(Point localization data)

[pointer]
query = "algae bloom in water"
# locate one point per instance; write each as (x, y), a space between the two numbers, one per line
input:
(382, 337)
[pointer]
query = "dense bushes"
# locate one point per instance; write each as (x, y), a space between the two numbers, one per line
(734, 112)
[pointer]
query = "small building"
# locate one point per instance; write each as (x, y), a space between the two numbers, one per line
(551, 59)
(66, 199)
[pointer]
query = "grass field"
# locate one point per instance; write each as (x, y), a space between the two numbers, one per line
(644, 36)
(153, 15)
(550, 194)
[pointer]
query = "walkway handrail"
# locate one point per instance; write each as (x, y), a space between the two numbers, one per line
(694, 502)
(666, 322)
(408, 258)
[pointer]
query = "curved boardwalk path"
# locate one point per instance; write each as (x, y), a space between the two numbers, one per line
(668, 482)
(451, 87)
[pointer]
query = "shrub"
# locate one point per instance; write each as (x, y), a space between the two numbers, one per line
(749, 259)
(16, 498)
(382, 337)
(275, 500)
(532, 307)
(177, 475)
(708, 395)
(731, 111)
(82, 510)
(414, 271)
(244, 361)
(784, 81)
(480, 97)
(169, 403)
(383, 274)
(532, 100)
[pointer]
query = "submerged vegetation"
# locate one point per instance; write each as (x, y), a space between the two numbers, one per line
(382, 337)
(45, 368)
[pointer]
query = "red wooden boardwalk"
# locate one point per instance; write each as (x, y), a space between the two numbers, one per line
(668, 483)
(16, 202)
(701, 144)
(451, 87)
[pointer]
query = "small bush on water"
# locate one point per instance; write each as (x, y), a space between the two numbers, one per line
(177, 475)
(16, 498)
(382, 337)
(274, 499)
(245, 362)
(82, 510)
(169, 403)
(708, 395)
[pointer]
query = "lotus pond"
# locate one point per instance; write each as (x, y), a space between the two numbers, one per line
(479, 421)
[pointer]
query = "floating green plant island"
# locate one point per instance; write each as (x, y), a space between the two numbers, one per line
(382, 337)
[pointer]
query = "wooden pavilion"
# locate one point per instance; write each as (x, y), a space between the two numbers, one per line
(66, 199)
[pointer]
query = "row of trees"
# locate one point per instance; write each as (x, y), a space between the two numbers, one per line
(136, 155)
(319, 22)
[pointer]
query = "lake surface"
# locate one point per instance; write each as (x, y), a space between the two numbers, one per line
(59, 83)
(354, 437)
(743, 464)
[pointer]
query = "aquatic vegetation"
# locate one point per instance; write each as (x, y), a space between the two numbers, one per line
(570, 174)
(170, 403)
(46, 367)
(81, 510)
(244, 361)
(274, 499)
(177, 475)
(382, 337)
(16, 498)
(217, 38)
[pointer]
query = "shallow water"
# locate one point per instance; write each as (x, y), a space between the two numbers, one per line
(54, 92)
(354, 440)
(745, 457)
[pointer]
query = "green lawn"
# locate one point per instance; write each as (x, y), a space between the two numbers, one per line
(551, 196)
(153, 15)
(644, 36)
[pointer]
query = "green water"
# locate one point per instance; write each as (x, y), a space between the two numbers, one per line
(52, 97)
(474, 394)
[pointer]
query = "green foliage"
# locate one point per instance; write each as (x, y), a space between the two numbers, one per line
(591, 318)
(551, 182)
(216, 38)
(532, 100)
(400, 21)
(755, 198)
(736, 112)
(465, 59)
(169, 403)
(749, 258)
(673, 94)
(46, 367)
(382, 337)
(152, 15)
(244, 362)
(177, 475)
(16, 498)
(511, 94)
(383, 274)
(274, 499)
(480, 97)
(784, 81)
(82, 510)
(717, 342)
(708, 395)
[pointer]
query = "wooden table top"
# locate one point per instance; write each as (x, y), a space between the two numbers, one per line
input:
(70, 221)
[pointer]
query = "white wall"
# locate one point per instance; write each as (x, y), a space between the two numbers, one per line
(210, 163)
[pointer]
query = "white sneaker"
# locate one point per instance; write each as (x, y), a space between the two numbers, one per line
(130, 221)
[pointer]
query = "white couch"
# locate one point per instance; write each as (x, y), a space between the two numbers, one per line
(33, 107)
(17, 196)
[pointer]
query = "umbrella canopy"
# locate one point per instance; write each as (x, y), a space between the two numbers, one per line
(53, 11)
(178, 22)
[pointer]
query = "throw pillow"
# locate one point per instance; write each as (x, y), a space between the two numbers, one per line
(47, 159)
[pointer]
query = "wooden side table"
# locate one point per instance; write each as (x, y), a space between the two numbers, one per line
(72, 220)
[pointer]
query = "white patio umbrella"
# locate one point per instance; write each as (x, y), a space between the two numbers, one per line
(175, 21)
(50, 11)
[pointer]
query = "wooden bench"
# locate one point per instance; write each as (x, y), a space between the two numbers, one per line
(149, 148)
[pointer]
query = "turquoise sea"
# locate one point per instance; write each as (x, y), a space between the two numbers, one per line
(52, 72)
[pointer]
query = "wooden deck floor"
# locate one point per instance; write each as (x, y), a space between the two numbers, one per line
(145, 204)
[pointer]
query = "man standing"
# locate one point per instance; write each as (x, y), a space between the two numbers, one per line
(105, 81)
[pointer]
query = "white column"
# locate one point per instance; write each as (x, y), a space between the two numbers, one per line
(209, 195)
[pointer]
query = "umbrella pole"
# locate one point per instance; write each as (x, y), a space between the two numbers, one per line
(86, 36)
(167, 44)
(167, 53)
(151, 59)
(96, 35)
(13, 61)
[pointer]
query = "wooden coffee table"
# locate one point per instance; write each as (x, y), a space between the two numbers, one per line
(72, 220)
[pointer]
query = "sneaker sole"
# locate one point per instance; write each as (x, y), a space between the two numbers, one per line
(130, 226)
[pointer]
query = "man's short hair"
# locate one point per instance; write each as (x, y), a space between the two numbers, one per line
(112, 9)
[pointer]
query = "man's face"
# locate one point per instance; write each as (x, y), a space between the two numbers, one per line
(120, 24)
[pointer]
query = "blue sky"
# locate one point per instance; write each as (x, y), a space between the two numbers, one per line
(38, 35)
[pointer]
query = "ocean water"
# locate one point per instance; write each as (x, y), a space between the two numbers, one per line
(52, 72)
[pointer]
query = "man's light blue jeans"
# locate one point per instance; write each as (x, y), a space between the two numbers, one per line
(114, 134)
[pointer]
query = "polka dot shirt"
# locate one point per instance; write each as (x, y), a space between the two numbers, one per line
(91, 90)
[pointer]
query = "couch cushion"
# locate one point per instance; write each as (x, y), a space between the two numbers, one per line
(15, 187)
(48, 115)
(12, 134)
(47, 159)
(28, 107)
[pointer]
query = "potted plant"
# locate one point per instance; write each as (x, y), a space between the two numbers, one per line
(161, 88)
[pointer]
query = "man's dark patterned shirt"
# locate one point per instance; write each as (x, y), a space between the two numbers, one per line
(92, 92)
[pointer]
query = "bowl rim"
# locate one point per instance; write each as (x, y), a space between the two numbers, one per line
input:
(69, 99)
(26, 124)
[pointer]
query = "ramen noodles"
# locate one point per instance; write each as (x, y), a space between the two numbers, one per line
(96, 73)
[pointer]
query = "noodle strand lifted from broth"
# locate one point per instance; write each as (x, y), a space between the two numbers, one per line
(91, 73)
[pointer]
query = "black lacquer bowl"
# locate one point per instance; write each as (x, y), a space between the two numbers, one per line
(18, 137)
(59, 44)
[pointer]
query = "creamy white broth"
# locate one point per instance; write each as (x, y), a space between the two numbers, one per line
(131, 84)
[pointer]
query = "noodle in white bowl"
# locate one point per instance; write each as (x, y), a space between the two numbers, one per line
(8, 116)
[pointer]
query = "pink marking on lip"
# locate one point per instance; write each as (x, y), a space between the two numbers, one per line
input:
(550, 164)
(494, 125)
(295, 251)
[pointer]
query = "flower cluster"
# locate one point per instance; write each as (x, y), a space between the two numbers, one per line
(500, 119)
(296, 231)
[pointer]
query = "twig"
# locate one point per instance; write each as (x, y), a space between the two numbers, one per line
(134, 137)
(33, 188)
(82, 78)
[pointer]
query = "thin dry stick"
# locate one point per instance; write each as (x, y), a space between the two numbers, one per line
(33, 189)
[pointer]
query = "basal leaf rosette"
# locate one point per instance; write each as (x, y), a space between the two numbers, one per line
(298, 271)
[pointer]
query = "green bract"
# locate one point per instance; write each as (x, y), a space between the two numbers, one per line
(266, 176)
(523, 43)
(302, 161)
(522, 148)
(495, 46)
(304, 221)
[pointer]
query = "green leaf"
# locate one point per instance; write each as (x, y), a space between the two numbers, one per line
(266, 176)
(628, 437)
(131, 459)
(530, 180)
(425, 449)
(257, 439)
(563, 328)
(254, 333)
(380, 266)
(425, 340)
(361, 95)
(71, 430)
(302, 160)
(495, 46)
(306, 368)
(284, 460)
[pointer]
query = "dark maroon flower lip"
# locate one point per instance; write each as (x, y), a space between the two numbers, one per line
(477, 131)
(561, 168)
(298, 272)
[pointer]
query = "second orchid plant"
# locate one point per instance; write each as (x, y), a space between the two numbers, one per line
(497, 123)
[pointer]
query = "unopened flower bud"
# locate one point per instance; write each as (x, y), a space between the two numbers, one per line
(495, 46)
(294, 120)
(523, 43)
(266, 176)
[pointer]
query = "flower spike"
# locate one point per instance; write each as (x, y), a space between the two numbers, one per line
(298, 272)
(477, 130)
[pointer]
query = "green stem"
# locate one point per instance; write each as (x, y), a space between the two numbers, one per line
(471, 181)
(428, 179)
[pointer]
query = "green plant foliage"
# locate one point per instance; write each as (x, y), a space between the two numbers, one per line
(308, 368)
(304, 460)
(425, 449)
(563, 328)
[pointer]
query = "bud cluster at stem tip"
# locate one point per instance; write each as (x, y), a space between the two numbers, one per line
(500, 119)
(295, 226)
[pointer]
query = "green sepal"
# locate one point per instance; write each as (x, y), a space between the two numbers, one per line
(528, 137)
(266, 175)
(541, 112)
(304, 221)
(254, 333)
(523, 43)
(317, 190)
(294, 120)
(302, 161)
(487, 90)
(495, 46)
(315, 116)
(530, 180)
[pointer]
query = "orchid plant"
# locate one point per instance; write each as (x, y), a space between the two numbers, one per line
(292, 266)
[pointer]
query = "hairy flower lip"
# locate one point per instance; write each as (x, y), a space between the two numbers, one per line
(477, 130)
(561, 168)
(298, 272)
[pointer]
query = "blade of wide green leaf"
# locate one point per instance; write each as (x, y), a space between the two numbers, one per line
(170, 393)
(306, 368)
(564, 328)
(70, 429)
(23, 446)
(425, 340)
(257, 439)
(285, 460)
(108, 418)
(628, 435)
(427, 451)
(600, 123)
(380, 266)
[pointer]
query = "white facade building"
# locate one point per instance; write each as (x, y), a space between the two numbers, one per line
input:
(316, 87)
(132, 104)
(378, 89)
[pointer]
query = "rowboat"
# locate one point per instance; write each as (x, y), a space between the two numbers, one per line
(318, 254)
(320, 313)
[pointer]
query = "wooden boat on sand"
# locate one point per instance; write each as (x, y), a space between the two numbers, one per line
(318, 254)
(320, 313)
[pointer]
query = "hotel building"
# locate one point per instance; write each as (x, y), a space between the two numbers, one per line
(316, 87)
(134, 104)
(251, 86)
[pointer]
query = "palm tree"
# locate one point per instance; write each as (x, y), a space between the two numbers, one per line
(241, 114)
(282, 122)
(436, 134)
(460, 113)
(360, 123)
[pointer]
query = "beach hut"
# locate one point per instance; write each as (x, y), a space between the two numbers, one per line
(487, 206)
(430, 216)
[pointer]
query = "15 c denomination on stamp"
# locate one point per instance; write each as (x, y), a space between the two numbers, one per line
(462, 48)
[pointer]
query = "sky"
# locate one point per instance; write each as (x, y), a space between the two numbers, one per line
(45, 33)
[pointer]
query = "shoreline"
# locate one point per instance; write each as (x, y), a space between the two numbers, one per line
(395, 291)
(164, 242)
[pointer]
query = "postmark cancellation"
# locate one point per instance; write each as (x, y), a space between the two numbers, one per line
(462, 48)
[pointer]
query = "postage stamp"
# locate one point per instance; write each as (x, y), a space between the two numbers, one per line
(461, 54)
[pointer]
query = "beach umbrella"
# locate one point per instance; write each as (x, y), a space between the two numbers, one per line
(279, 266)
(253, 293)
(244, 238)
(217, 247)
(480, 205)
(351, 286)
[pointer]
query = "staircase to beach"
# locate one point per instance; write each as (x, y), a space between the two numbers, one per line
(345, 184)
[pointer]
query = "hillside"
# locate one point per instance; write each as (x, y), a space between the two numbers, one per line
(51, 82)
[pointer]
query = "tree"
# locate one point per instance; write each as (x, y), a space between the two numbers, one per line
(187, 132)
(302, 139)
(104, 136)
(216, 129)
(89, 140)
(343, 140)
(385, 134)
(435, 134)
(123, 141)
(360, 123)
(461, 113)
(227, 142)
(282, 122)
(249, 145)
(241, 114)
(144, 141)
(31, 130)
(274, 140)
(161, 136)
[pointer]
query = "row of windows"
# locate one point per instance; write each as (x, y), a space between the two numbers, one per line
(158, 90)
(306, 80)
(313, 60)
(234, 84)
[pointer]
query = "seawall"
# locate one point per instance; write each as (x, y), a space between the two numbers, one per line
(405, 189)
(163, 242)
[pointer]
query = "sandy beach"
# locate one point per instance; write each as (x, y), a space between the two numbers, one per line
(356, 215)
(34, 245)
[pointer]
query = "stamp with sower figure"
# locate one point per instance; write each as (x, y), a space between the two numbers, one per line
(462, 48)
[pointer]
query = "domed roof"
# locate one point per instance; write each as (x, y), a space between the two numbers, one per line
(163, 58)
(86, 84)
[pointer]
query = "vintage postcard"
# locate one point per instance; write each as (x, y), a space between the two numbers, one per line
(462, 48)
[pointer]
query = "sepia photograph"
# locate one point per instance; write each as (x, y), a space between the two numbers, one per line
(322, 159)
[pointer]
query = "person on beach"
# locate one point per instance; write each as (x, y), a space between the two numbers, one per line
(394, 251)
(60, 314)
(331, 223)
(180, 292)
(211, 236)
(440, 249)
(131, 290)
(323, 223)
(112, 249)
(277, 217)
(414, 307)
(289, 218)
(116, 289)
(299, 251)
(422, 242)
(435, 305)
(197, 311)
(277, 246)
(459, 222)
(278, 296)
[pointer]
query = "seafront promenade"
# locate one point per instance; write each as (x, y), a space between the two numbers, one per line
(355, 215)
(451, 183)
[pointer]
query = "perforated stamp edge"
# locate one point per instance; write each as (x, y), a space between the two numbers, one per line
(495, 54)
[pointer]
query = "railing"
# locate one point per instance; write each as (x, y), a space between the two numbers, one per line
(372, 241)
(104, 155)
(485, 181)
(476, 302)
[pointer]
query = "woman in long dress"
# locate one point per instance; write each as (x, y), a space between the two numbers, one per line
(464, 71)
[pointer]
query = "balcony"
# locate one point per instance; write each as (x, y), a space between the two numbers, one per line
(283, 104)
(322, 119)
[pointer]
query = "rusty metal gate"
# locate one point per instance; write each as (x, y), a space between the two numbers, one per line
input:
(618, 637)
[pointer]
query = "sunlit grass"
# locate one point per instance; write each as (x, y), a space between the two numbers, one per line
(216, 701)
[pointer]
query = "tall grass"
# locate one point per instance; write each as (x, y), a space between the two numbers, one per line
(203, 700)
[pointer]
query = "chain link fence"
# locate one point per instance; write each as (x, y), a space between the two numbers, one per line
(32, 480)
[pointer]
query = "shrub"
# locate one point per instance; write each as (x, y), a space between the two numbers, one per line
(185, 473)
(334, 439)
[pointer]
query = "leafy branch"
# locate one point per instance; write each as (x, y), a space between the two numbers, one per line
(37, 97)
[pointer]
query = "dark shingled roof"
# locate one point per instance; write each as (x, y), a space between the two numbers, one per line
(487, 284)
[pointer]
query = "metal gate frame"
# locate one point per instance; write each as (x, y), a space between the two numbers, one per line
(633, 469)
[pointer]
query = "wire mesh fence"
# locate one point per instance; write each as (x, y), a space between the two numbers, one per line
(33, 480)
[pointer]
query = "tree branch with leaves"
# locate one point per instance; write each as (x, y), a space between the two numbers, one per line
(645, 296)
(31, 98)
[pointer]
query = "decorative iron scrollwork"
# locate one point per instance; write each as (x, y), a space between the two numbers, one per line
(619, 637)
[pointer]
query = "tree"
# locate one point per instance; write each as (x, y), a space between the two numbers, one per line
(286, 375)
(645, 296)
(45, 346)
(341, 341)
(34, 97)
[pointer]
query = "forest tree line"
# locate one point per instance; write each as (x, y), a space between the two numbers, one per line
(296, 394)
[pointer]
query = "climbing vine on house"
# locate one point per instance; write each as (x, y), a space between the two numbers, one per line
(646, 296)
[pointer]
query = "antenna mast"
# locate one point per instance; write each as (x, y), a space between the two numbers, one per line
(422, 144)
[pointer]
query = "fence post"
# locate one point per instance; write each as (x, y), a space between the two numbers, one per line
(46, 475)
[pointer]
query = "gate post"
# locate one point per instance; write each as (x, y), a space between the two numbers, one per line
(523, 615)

* _What you have to do_
Would you count the lines in the data that contain the word "roof" and state only the number?

* _Output for this exercise_
2